Page text -
## BEGIN

U.S. Senators Michael Bennet (D-CO) and David Vitter (R-LA) today introduced the bipartisan Return Our State Shares Act to ensure that mineral royalty payments and resources from sportsmen and restoration trust funds that are owed to Colorado, Louisiana, and other states, will no longer be wrongfully subject to the sequester. The mineral leasing revenues are dispersed to states and communities that depend on the funds to […]

Nov 8, 2013 | Press Releases

U.S. Senators Michael Bennet (D-CO) and David Vitter (R-LA) today introduced the bipartisan Return Our State Shares Act to ensure that mineral royalty payments and resources from sportsmen and restoration trust funds that are owed to Colorado, Louisiana, and other states, will no longer be wrongfully subject to the sequester.

The mineral leasing revenues are dispersed to states and communities that depend on the funds to help run local governments and schools and provide other critical community services.  The sportsmen and restoration trust funds provide habitat and other environmental improvements to states and other constituencies.  All of the funds in question are generated from the private sector, passed through the federal government and are then dispersed to states and other entities on a monthly or regular basis.

As part of the automatic budget cuts commonly referred to as “sequestration,” and despite the fact that these are funds owed to states under law and are not taxpayer dollars pulled from the Treasury, the Interior Department and Office of Management and Budget (OMB) plan to continue to withhold millions in royalty and trust fund payments through each fiscal year.  At the end of each year they will return the onshore mineral royalties and restoration funds to states in one lump sum. 

Withholding the payments from states and communities until the end of the year disrupts important predictability and has the potential to harm their budgeting and borrowing processes. 

“These revenues are not federal spending and are not even being used to reduce the deficit once they’re sequestered.  Our bill ensures that communities receive these dollars when they need them to balance their budgets and provide critical services,” Bennet said.  “Congress should find a smarter way to reduce the debt – but at the very least it should pass this bill to prevent revenue from wrongfully being withheld; especially if it isn’t going to deficit reduction anyway.”

“It is absolutely ridiculous for States to wait an arbitrary amount of time to receive the funds that are theirs, regardless of sequestration. Our legislation will cut the red tape and allow States to bypass the unnecessary one-year delays on program funds that are not affected by sequestration and do not reduce the deficit,” Vitter said.

## END

Short task A - Do these statements agree with the Return Our State Shares Act press release? Answer yes or no for each, quoting the words that decide it. (i) The bill was introduced by a senator from Colorado and a senator from Louisiana. (ii) The withheld funds are taxpayer dollars pulled from the Treasury. (iii) At the end of each year, the onshore mineral royalties and restoration funds are returned to states in one lump sum.
Short task B - Please resume the Return Our State Shares Act press release after its last sentence.
The listing has no connection to the Return Our State Shares Act press release.

Provided data -
## BEGIN

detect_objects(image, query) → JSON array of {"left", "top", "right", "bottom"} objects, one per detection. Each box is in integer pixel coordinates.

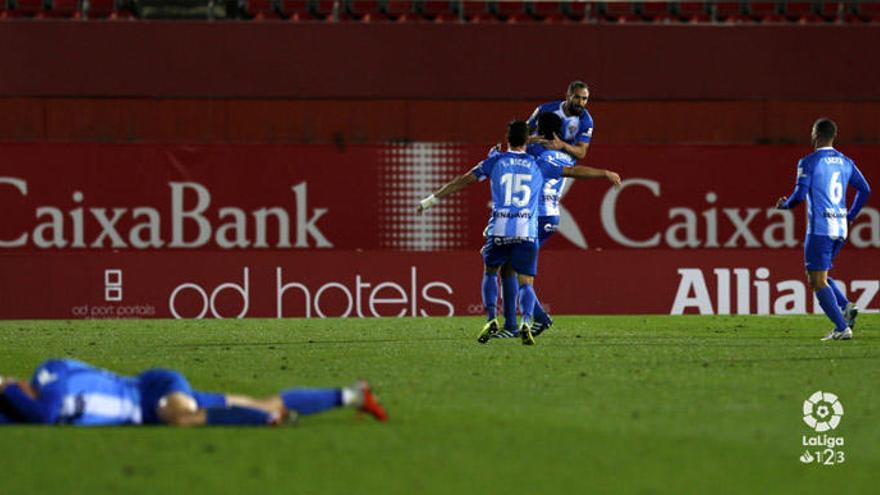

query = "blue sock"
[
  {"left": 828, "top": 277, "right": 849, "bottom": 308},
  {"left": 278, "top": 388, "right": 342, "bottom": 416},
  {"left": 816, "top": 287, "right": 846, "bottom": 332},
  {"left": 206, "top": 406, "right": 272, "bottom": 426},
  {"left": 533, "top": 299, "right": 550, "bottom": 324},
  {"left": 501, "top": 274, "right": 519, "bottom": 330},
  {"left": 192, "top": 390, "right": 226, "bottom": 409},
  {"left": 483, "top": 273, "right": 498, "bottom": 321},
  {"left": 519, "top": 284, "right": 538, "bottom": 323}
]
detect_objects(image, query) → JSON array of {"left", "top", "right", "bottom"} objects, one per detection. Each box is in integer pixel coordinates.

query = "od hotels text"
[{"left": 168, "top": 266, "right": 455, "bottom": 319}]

## END
## BEGIN

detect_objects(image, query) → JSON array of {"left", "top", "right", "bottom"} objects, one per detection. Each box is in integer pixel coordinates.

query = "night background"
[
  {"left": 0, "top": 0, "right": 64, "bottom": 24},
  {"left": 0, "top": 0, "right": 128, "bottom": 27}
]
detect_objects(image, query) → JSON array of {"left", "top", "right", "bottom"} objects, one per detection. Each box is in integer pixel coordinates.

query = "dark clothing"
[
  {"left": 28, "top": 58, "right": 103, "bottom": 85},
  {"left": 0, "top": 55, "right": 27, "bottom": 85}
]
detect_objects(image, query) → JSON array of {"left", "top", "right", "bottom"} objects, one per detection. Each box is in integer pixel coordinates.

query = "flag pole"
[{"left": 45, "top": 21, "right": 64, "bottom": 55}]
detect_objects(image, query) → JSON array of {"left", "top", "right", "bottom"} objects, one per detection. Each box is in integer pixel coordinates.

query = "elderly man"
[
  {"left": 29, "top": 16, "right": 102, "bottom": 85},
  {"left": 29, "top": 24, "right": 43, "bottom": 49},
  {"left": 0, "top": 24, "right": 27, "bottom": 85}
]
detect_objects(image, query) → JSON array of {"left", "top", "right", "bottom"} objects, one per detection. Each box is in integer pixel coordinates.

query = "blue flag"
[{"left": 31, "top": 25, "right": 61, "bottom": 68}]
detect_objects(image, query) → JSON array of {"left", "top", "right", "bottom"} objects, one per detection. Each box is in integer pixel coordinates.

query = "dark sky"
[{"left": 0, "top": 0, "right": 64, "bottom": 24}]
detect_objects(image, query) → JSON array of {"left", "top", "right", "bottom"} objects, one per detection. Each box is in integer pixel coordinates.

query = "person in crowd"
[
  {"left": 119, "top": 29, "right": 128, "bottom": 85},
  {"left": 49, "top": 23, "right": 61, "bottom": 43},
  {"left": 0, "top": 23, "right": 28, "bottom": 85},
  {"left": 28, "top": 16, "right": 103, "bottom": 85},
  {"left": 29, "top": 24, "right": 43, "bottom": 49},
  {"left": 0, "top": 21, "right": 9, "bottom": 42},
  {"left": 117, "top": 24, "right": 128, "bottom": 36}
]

## END

Final answer A -
(i) Yes: "U.S. Senators Michael Bennet (D-CO) and David Vitter (R-LA) today introduced the bipartisan Return Our State Shares Act"
(ii) No: "these are funds owed to states under law and are not taxpayer dollars pulled from the Treasury"
(iii) Yes: "At the end of each year they will return the onshore mineral royalties and restoration funds to states in one lump sum."

Final answer B -
The Bennet-Vitter Release Our State Shares Act removes the Treasury accounts derived from the Mineral Leasing Act (MLA), the Gulf of Mexico Energy Security Act (GOMESA), the RESTORE Act, and the Wildlife and Sport Fish Restoration Programs from the sequester completely, thereby ensuring states receive their full payment at the appropriate time.  None of these accounts are funded by taxpayer dollars.

Guidance regarding the implementation of the sequester from OMB and Treasury suggests that offshore mineral royalties and the additional trust fund accounts included in the bill should be treated the same way as onshore mineral royalties and Gulf Coast restoration funds, meaning they will be withheld and sent to states at the end of the fiscal year.

In a letter of support for the bill to Bennet, Colorado Counties Inc. (CCI) stated: “…(CCI) wishes to express gratitude and support for your bill that would exempt payments made under the Mineral Leasing Act (MLA) from the sequestration budget reductions. Colorado stood to lose $8.4 million dedicated for sorely needed transportation, education and other infrastructure projects. It is gratifying Interior remitted the payments back to the states. These funds should be protected from future discretionary designations.”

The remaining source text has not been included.